* Directions: Can you reproduce the stretch of the records below from their start through the line containing "0, 906, 665, 1000", including the requests, with every bounding-box coordinate in the answers multiplied by 2.5 and rounded to a whole number (halves round up)? Leave the pictures out, and keep the numbers in the requests unchanged.

-- Start Dataset rows --

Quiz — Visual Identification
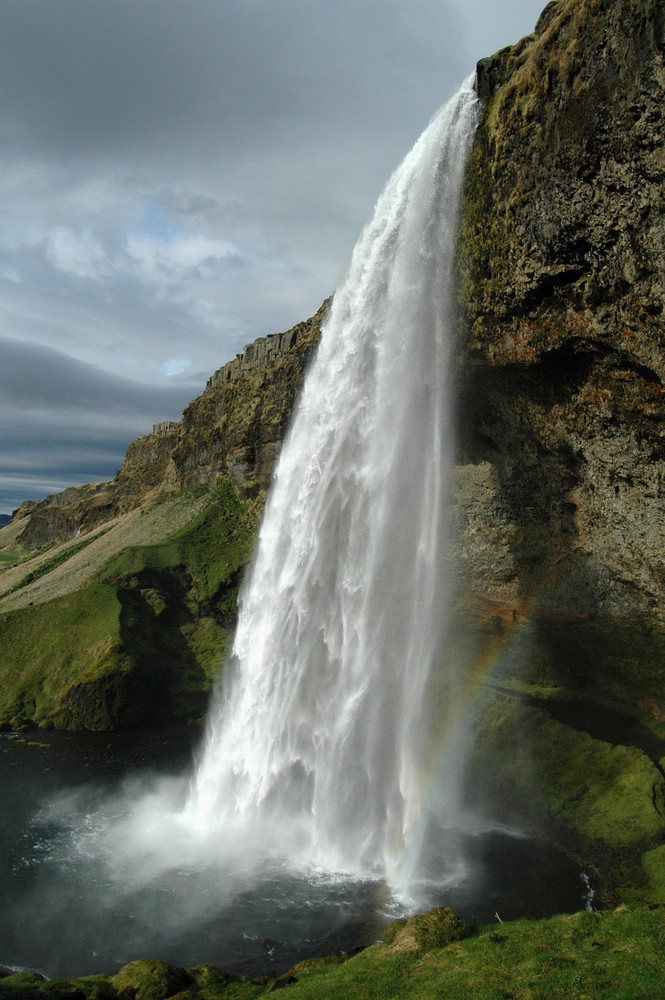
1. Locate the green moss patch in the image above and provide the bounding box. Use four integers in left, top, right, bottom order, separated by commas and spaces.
464, 692, 665, 847
0, 479, 257, 730
0, 907, 665, 1000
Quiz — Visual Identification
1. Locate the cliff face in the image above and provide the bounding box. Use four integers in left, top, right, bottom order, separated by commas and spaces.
0, 0, 665, 900
458, 0, 665, 714
14, 303, 327, 549
455, 0, 665, 899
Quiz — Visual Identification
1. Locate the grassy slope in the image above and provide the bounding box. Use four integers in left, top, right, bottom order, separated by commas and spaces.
0, 480, 256, 729
0, 907, 665, 1000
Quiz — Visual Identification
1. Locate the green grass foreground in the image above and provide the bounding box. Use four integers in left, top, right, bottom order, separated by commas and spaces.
0, 906, 665, 1000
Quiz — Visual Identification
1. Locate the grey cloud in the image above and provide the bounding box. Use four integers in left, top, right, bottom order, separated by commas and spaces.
0, 339, 198, 420
0, 0, 544, 509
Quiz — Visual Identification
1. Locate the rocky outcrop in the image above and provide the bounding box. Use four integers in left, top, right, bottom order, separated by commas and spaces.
457, 0, 665, 713
169, 302, 327, 500
14, 302, 327, 549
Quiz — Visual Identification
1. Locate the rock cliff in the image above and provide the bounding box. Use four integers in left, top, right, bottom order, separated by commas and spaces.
459, 0, 665, 713
456, 0, 665, 900
0, 0, 665, 900
7, 302, 327, 549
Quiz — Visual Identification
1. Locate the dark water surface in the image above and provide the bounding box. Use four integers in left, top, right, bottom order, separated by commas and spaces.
0, 731, 588, 976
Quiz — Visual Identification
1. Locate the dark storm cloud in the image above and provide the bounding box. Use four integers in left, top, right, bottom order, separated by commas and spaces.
0, 0, 540, 510
0, 0, 461, 164
0, 338, 196, 414
0, 339, 196, 511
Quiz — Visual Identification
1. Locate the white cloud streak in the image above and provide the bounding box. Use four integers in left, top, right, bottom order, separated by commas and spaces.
0, 0, 544, 511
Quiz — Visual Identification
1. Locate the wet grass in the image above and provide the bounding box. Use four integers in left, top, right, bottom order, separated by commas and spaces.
0, 907, 665, 1000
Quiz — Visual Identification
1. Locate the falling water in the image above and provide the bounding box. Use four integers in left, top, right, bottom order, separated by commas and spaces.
189, 80, 477, 878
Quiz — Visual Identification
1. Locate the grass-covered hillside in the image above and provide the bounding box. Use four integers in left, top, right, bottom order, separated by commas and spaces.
0, 477, 257, 730
0, 907, 665, 1000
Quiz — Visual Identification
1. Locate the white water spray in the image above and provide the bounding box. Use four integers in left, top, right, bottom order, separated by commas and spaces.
186, 81, 477, 878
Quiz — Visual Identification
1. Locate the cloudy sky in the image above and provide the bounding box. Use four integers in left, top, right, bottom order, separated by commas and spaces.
0, 0, 545, 513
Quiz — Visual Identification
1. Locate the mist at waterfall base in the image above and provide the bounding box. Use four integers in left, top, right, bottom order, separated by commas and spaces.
0, 81, 583, 975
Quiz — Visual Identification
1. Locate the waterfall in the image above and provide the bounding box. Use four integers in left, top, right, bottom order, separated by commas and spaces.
186, 80, 477, 892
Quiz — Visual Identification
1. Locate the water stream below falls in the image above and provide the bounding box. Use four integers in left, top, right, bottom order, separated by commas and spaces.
0, 81, 583, 974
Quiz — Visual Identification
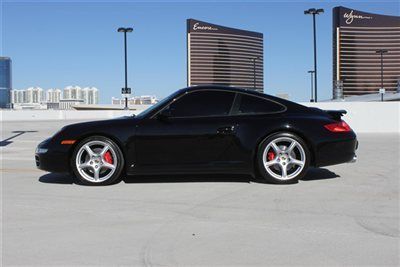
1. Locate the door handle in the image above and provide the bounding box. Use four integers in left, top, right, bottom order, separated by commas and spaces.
217, 125, 235, 134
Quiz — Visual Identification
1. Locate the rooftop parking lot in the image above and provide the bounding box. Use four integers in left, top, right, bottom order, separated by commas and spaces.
0, 121, 400, 266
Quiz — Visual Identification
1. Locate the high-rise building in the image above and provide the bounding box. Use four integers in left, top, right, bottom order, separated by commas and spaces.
333, 6, 400, 98
24, 87, 46, 104
0, 57, 12, 108
62, 85, 83, 99
187, 19, 264, 92
46, 89, 61, 103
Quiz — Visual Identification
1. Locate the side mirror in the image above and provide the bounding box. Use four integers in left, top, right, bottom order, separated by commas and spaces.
157, 108, 172, 120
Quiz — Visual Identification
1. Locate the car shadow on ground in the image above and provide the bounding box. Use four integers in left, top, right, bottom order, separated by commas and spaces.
0, 131, 37, 147
39, 173, 74, 184
39, 168, 340, 184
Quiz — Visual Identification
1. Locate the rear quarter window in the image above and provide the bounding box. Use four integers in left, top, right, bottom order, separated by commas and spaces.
238, 94, 286, 114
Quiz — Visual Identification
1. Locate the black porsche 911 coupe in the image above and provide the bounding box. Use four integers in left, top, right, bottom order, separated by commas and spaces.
35, 85, 358, 185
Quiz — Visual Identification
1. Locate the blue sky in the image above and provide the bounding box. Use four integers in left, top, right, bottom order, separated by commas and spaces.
0, 0, 399, 103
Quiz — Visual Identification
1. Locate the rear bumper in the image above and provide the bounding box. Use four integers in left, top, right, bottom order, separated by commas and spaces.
315, 137, 358, 167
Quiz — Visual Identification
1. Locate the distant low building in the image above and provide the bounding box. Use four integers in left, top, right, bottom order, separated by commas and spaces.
111, 95, 158, 105
11, 86, 99, 109
0, 57, 12, 108
59, 99, 84, 110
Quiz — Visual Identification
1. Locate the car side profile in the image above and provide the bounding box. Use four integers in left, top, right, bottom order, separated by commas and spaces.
35, 85, 358, 185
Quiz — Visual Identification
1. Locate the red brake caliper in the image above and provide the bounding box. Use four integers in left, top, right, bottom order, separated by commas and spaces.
267, 152, 275, 161
104, 151, 113, 164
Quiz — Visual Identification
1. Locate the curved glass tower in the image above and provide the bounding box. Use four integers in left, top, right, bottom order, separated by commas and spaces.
187, 19, 264, 92
333, 6, 400, 98
0, 57, 12, 108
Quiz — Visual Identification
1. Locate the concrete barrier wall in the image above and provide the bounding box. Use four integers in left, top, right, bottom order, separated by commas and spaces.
0, 102, 400, 133
301, 102, 400, 133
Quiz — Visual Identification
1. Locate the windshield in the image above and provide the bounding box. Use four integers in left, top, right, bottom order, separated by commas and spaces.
137, 90, 180, 118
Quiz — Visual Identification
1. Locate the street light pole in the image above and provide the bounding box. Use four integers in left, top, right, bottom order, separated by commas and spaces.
375, 49, 388, 101
118, 28, 133, 109
308, 70, 314, 102
304, 8, 324, 102
250, 57, 260, 90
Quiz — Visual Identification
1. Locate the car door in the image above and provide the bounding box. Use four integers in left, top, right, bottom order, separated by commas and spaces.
135, 89, 236, 173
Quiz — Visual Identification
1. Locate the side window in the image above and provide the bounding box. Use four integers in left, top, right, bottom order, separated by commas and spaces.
238, 94, 284, 114
169, 90, 235, 117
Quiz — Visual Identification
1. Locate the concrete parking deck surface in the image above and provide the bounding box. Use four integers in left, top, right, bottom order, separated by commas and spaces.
0, 122, 400, 266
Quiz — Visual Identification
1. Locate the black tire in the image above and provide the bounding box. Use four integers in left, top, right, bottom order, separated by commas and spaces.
70, 136, 124, 186
257, 132, 311, 184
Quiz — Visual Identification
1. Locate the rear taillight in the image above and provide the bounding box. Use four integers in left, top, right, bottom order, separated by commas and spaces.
324, 121, 351, 133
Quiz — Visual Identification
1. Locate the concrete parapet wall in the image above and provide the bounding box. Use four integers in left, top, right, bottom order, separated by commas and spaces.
0, 102, 400, 133
301, 102, 400, 133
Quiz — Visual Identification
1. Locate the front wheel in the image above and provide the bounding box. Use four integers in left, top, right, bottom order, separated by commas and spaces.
71, 136, 124, 185
257, 133, 310, 184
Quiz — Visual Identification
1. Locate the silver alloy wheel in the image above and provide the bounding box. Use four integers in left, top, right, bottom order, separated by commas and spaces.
263, 137, 306, 180
75, 141, 118, 183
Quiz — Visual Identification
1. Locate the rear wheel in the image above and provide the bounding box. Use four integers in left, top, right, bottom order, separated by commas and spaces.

-- End Dataset rows --

* Task answer:
Quiz — Visual Identification
1. Locate the green moss patch in the image above and provide the bounding box. Use four integers in left, top, right, bottom order, separated by commas and spaces.
1160, 1730, 1663, 2118
0, 1198, 643, 1825
0, 2268, 1663, 2500
Quiz — Visual Identification
1. Locate the cliff face in the image above and provide the bounding box. Use four integers in left, top, right, bottom order, separated by commas and spaces.
0, 0, 1663, 2250
1145, 0, 1663, 1785
35, 758, 818, 1373
1138, 0, 1663, 2248
Quiz — Visual Identification
1. Locate the grassy slope in the image above and provide the bounding box. Use four integers in left, top, right, bottom order, separated by commas and spaces.
0, 1200, 640, 1823
0, 2268, 1663, 2500
Quiz — Visual Identification
1. Locate the green grass foreground in the image above and provide the bounding box. Use four integers in left, top, right, bottom order, separated by commas and spaces.
0, 2265, 1663, 2500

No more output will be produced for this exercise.